Your assignment: The listing below should be printed exactly, every line of it. Skip the pictures.

*** Opening Data shown ***

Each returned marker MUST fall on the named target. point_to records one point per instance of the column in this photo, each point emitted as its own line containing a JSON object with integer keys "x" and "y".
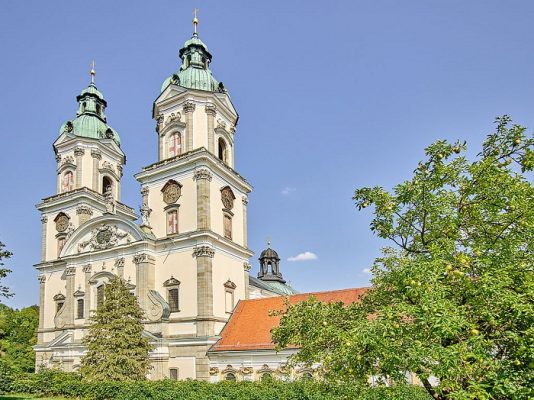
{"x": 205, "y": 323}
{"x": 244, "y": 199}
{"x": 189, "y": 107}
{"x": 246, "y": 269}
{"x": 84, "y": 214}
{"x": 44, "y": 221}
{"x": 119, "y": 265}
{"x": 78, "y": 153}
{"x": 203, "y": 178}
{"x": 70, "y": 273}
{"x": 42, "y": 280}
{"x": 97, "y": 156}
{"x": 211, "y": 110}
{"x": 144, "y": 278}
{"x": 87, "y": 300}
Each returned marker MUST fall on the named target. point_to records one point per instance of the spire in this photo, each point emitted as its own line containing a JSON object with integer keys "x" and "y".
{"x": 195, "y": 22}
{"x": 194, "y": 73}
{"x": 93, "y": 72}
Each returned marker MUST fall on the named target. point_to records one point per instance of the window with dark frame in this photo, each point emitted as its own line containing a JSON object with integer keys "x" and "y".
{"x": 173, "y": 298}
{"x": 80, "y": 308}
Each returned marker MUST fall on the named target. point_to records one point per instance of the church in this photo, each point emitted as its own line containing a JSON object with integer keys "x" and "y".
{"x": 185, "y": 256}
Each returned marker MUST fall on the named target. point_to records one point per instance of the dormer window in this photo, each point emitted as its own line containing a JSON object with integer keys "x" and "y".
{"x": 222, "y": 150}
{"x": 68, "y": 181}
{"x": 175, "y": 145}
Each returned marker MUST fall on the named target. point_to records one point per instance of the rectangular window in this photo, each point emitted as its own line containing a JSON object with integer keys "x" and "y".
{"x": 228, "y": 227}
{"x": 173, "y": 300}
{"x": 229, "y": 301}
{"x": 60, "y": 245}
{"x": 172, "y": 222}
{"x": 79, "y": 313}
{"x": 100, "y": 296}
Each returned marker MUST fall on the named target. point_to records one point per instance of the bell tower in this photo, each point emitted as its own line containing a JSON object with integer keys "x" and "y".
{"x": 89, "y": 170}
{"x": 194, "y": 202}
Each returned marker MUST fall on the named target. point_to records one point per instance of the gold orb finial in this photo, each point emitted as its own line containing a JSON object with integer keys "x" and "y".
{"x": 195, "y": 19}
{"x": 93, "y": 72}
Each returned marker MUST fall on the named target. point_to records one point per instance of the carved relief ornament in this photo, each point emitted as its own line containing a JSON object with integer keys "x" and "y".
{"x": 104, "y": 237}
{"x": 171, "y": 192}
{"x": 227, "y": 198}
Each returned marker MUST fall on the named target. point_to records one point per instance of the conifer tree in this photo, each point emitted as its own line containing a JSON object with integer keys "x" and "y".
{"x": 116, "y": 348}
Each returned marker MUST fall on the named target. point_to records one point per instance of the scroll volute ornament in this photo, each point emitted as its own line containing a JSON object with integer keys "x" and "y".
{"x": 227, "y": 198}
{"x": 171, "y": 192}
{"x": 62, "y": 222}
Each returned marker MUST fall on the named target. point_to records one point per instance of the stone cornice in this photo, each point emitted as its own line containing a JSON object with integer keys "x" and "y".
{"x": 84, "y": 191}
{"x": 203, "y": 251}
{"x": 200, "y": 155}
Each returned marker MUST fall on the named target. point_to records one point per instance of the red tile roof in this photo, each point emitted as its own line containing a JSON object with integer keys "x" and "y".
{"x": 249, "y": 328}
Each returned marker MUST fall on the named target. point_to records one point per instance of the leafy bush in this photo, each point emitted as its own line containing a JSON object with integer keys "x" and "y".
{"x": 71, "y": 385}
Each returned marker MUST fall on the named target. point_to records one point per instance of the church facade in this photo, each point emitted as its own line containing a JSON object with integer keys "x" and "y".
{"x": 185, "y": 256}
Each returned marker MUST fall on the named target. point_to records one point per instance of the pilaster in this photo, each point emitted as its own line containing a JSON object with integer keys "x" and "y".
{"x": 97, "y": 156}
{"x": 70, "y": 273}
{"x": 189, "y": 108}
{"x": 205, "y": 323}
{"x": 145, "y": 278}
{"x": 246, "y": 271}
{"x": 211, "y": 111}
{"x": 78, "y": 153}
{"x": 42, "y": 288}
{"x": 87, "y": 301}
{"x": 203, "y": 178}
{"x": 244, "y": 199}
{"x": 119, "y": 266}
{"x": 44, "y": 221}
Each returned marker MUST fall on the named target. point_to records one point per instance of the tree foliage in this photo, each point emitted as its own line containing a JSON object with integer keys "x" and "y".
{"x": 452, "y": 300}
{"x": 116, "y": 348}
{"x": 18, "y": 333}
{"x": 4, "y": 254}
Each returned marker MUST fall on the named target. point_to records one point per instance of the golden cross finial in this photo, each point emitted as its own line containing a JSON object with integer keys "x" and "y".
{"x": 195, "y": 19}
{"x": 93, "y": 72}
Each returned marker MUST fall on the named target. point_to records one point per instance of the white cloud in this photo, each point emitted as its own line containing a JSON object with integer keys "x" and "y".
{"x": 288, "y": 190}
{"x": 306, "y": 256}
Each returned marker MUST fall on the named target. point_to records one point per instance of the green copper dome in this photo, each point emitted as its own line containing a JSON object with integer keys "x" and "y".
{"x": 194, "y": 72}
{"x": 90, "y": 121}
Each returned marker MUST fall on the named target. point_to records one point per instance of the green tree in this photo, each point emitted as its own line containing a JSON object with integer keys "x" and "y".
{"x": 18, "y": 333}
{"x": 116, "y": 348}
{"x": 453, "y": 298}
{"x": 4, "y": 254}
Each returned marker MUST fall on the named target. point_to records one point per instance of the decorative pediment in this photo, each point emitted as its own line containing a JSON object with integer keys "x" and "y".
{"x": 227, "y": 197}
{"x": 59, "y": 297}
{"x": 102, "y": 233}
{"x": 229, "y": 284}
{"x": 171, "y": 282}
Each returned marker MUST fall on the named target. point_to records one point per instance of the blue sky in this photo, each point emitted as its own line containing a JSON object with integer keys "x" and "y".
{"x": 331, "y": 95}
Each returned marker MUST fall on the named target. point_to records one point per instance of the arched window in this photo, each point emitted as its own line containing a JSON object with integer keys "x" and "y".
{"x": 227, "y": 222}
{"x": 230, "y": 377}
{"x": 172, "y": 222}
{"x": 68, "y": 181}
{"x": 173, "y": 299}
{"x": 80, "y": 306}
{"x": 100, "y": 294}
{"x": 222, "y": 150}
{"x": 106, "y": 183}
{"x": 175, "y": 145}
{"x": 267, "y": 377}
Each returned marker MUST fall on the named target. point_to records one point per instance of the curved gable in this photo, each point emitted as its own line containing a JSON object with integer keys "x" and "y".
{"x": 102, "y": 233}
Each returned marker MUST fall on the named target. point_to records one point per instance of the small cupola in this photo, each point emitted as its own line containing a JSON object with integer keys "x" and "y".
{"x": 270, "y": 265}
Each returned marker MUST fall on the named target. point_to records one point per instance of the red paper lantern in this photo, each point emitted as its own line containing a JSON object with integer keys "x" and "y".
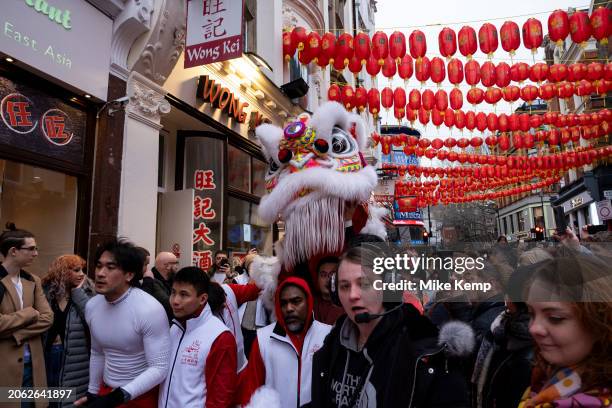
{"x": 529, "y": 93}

*** Closing Data shown ***

Reply:
Each returned marker MUST fall on the named target. point_to records one point per instance of the column in this photo, each point emitted as its own line containing a JSON object with integer keys "x" and "y".
{"x": 205, "y": 323}
{"x": 244, "y": 199}
{"x": 189, "y": 107}
{"x": 246, "y": 269}
{"x": 84, "y": 214}
{"x": 44, "y": 221}
{"x": 119, "y": 265}
{"x": 78, "y": 153}
{"x": 203, "y": 178}
{"x": 70, "y": 273}
{"x": 42, "y": 280}
{"x": 97, "y": 156}
{"x": 211, "y": 110}
{"x": 144, "y": 278}
{"x": 87, "y": 300}
Each returned marker MUST fall on the named target. point_to records one point per instance of the spire in this photo, each point emitted as its own line containing a JSON object with integer keys "x" and "y".
{"x": 195, "y": 22}
{"x": 194, "y": 73}
{"x": 93, "y": 72}
Each returned marker MUST fall on the named target. point_to records one point per instance of the window with dark frame in this photo, each point emitted as its own line containing a JSON object with integer keys "x" and "y".
{"x": 173, "y": 298}
{"x": 80, "y": 308}
Each returned marker MUST fall on the named target. point_to records one point per instance of the church in this photo, each point emitted as its own line containing a JSON object with integer keys "x" and "y".
{"x": 185, "y": 256}
Each returned marker MUST fall on the named target. point_to records one point per instance of the dormer window in this photo, each point emitted as its own line containing a JSON object with integer keys "x" and "y".
{"x": 222, "y": 150}
{"x": 68, "y": 181}
{"x": 175, "y": 145}
Each returned marker MUST fall on the named target. point_to records one point per instance of the rectangular window in this photo, each point emitted as its own line containing a JSON object with integer keys "x" and "y".
{"x": 228, "y": 227}
{"x": 173, "y": 300}
{"x": 229, "y": 301}
{"x": 60, "y": 245}
{"x": 172, "y": 222}
{"x": 79, "y": 313}
{"x": 100, "y": 296}
Each returned marker MUST fall on the named target. point_to records one point per instance of the bell tower in this photo, each point emitted as its own line containing a JSON object with integer keys "x" and "y".
{"x": 89, "y": 170}
{"x": 194, "y": 202}
Each returned marker MUST fall on the named target. point_to records one point per instance of the gold orb finial in this photo, each point emitted as its own line containing a JSON object with integer keys "x" and "y".
{"x": 195, "y": 19}
{"x": 93, "y": 72}
Each returned marker MUST fall on the named target. point_to records one point per instance of the carved relief ornament in this photo, each point emitted as its own line containing a JSON object with integer keys "x" and "y".
{"x": 104, "y": 237}
{"x": 171, "y": 192}
{"x": 227, "y": 198}
Each returned marker MUST fall on the named target. point_to records one point per instance of the conifer tree in this photo, each point emitted as its own line containing a JSON object with integer keys "x" and "y".
{"x": 116, "y": 348}
Each returned marker MUST fall on the named target. point_to records one point per instance of the scroll volute ornament in this photo, each point emitted as its own line containing a JSON object with integer keys "x" and "y".
{"x": 227, "y": 198}
{"x": 171, "y": 192}
{"x": 62, "y": 222}
Each returned marker MUST fall on the named target. point_to records one point per instance of the stone cornice in this photo, each point emitted as its own line containing a JSON object with integer keys "x" and "y".
{"x": 84, "y": 191}
{"x": 203, "y": 251}
{"x": 200, "y": 155}
Each returned marker MUST fall on the named target. point_to records one point per instance of the red tile roof in this photo, each point emitted as its own line containing a JSON object with integer keys "x" and "y".
{"x": 249, "y": 328}
Each returned marker MUST fall on the named target. point_to records one point per instance of the leafy bush in this photo, each point emitted as its own line containing a JSON object with integer keys "x" and "y".
{"x": 71, "y": 385}
Each returned marker MUST fall on the named target. point_to records one point per instance of the church facade in this photo, each point emitted as its own line containing a JSON object with integer keys "x" and "y".
{"x": 185, "y": 256}
Each returned marker MUST fall on the named target. point_to records one point per instance of the pilaster in this photo, each point emitted as its own line containing a JSON object with integer keys "x" and "y".
{"x": 97, "y": 156}
{"x": 70, "y": 273}
{"x": 189, "y": 108}
{"x": 205, "y": 323}
{"x": 145, "y": 278}
{"x": 246, "y": 271}
{"x": 211, "y": 111}
{"x": 78, "y": 153}
{"x": 42, "y": 288}
{"x": 87, "y": 301}
{"x": 203, "y": 178}
{"x": 244, "y": 199}
{"x": 119, "y": 266}
{"x": 44, "y": 221}
Each returned marker MUST fall on the named target. point_to records one point per instance of the tree foliage in this photo, each point emitted as its own line containing a JSON object with integer keys "x" and "y".
{"x": 452, "y": 300}
{"x": 116, "y": 348}
{"x": 18, "y": 333}
{"x": 4, "y": 254}
Each returned marker MUST fall on the named target. point_to records one point per instance of the golden cross finial in this photo, each point emitted as its own line containing a JSON object with integer keys "x" and "y".
{"x": 195, "y": 19}
{"x": 93, "y": 72}
Each returned marker MUST fall on the named target. point_to records one point per instance of the white cloud in this photo, each point emitted as its own line containing a JSON object with integer keys "x" and "y".
{"x": 288, "y": 190}
{"x": 306, "y": 256}
Each returned marker MUST fall on the named target. point_to records one point per instance of the green copper dome in this photo, each point emitted as its own line containing a JSON object with integer keys "x" and "y".
{"x": 194, "y": 72}
{"x": 90, "y": 121}
Each returned marker MUST fall on the named target. point_to records one point per instance of the green tree in this photo, each point emitted as its own line containing a JSON object with integer keys "x" and "y".
{"x": 18, "y": 333}
{"x": 116, "y": 348}
{"x": 453, "y": 298}
{"x": 4, "y": 254}
Each returned marker MUST fall on the named target. point_to records one point per instance of the decorative pediment in this photo, each point emitted as its own line containing a JSON object with integer keys "x" and "y".
{"x": 227, "y": 197}
{"x": 59, "y": 297}
{"x": 102, "y": 233}
{"x": 229, "y": 284}
{"x": 171, "y": 282}
Each returned marker MUST fall on the named target. point_to records one point per instance of the blue sky in this photo, each point emitted as its own line containing a JSON object with integer keys "x" and "y".
{"x": 331, "y": 95}
Each returned marker MUST fall on the named target. point_to records one point per instance of the arched window in this photo, each point emitted as its own line containing a JSON object with integer keys "x" and "y".
{"x": 227, "y": 222}
{"x": 230, "y": 377}
{"x": 172, "y": 222}
{"x": 68, "y": 181}
{"x": 173, "y": 299}
{"x": 80, "y": 306}
{"x": 100, "y": 294}
{"x": 222, "y": 150}
{"x": 106, "y": 183}
{"x": 175, "y": 145}
{"x": 267, "y": 377}
Each returned marker MUST fall on the named target. point_to records one point per instance of the curved gable in this photo, each point emitted as its own line containing a JSON object with integer keys "x" and "y".
{"x": 102, "y": 233}
Each returned marker MUST fall on the named target. point_to records one point per instance of the small cupola in this photo, each point emitted as its own line containing a JSON object with integer keys "x" and "y".
{"x": 270, "y": 265}
Each returned marker MUST fall on the named target. point_to records one point per instance of the red paper lantern in this photo, each point emitted as its own line containing a JSON object with integer keys "x" and "y".
{"x": 529, "y": 93}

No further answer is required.